À son arrivée à Montréal, un immigrant sur quatre -environ 13 000 personnes par année- ne peut s'exprimer en anglais. Un sur cinq -plus de 10 000 personnes par an- ne parle ni français ni anglais.

Chez les nouveaux arrivants, le taux de chômage était de près de 20% en 2011, soit plus du double de celui de la population en général, bien qu'ils soient plus scolarisés que la moyenne des Québécois.

Québec cherche donc, par divers moyens, à augmenter leurs chances de décrocher un emploi, surtout s'ils sont qualifiés.

«Au Québec, plus on monte d'échelons, plus l'anglais est nécessaire», constate M. Reichhold.

Le ministère de l'Immigration intervient par l'entremise d'organismes communautaires qu'il finance, tandis que le ministère de l'Éducation contribue au dossier à travers les commissions scolaires, qui prêtent gracieusement le personnel enseignant aux centres d'éducation des adultes et aux organismes communautaires qui offrent des cours d'anglais aux immigrants.

Québec verse quelque 18 millions $ par an aux organismes communautaires qui offrent divers services d'intégration à l'emploi, de francisation et, dans certains cas, des cours d'anglais.

L'un d'eux, l'organisme CARI Saint-Laurent, à Montréal, enseigne l'anglais à 80 immigrants et réfugiés francophones depuis un an, et ce, quasi gratuitement (ils ne payent que l'inscription et leur manuel).

Un autre, La Maisonnée, à Montréal, offre aussi une série de services, dont des cours de francisation et des cours d'anglais à 80 immigrants francophones par an, niveau débutant et intermédiaire.

Dans les deux cas, le personnel enseignant est payé et fourni par la commission scolaire English Montreal.

Le Centre d'éducation des adultes Marymount, à Montréal, qui relève de cette commission scolaire, fait partie des institutions très actives en ce domaine. Il dispense des cours d'anglais à quelque 2000 immigrants francophones par an, en ses murs, sans compter le prêt d'une dizaine d'enseignants à au moins cinq organismes communautaires qui leur offrent des cours d'anglais.

Pour les nouveaux arrivants, «la priorité, c'est de trouver un travail, et ils trouvent qu'ils ont besoin d'anglais pour trouver un travail», explique la directrice du Centre Marymount, Cynthia Koomas.

Dans un contexte où Québec accueille un nombre croissant d'immigrants (plus de 50 000 par an) et une proportion à la hausse de francophones, la demande pour l'apprentissage de l'anglais ira à l'avenant et risque de devenir un enjeu important au cours des prochaines années, selon M. Reichhold.

Petite tâche A: Peux-tu convertir en tableau Markdown les lignes de la liste, en commençant par celle qui contient « Find every instance of the yellow soccer » et en allant jusqu'à la fin de la liste ? Utilise les colonnes « N° » (numéro de ligne) et « Ligne », et omets les lignes vides.

Lignes de données:

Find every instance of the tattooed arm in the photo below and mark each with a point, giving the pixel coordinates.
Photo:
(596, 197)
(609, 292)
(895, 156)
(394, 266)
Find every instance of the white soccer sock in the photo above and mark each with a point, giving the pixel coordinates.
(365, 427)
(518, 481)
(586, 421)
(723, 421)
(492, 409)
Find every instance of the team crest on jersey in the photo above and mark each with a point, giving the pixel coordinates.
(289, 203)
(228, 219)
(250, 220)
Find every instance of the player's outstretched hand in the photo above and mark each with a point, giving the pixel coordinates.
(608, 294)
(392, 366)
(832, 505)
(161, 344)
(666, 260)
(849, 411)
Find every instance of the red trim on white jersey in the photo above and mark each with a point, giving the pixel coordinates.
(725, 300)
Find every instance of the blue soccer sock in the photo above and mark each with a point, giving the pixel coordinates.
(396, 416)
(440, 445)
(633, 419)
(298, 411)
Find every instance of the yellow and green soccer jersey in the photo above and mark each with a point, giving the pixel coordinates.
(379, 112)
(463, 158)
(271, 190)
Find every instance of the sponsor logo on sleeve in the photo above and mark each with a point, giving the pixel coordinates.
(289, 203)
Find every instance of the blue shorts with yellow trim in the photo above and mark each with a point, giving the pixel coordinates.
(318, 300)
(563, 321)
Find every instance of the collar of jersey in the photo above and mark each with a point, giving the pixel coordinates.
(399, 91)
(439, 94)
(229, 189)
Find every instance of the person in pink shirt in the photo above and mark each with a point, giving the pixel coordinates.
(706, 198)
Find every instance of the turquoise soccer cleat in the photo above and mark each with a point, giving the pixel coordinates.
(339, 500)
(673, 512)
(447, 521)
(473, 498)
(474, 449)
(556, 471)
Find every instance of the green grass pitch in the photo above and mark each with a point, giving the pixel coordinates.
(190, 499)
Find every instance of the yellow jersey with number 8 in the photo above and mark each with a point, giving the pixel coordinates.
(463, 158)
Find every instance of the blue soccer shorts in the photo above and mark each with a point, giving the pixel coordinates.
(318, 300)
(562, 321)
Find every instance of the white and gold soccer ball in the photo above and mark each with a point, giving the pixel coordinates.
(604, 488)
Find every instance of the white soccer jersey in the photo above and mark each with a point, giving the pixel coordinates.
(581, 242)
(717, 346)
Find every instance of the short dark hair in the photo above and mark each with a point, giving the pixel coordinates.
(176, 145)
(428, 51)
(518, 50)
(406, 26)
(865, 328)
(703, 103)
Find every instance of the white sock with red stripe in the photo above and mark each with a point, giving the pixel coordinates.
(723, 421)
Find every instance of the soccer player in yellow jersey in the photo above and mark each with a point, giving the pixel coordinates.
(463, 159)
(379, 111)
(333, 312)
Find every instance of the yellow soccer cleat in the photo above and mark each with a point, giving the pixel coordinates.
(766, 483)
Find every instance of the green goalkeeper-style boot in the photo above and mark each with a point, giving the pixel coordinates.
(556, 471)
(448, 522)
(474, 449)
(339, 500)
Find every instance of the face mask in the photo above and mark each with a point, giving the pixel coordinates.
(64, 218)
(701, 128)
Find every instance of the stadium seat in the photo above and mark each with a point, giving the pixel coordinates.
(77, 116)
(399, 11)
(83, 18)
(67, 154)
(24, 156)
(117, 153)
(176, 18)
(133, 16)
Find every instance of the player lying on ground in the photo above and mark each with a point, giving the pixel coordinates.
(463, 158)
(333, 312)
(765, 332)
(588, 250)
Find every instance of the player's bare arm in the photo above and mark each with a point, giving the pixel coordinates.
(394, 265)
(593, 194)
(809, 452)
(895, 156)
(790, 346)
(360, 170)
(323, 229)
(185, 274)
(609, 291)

Petite tâche B: Quels ministères, organismes communautaires, commissions scolaires et centres d'éducation l'article sur l'apprentissage de l'anglais par les immigrants désigne-t-il par leur nom ?

Résultat A:
| N° | Ligne |
|---|---|
| 1 | Find every instance of the yellow soccer cleat in the photo above and mark each with a point, giving the pixel coordinates. |
| 2 | (766, 483) |
| 3 | Find every instance of the green goalkeeper-style boot in the photo above and mark each with a point, giving the pixel coordinates. |
| 4 | (556, 471) |
| 5 | (448, 522) |
| 6 | (474, 449) |
| 7 | (339, 500) |
| 8 | Find every instance of the face mask in the photo above and mark each with a point, giving the pixel coordinates. |
| 9 | (64, 218) |
| 10 | (701, 128) |
| 11 | Find every instance of the stadium seat in the photo above and mark each with a point, giving the pixel coordinates. |
| 12 | (77, 116) |
| 13 | (399, 11) |
| 14 | (83, 18) |
| 15 | (67, 154) |
| 16 | (24, 156) |
| 17 | (117, 153) |
| 18 | (176, 18) |
| 19 | (133, 16) |
| 20 | Find every instance of the player lying on ground in the photo above and mark each with a point, giving the pixel coordinates. |
| 21 | (463, 158) |
| 22 | (333, 312) |
| 23 | (765, 332) |
| 24 | (588, 250) |
| 25 | Find every instance of the player's bare arm in the photo above and mark each with a point, giving the pixel coordinates. |
| 26 | (394, 265) |
| 27 | (593, 194) |
| 28 | (809, 452) |
| 29 | (895, 156) |
| 30 | (790, 346) |
| 31 | (360, 170) |
| 32 | (323, 229) |
| 33 | (185, 274) |
| 34 | (609, 291) |

Résultat B:
- le ministère de l'Immigration
- le ministère de l'Éducation
- l'organisme CARI Saint-Laurent
- La Maisonnée
- la commission scolaire English Montreal
- le Centre d'éducation des adultes Marymount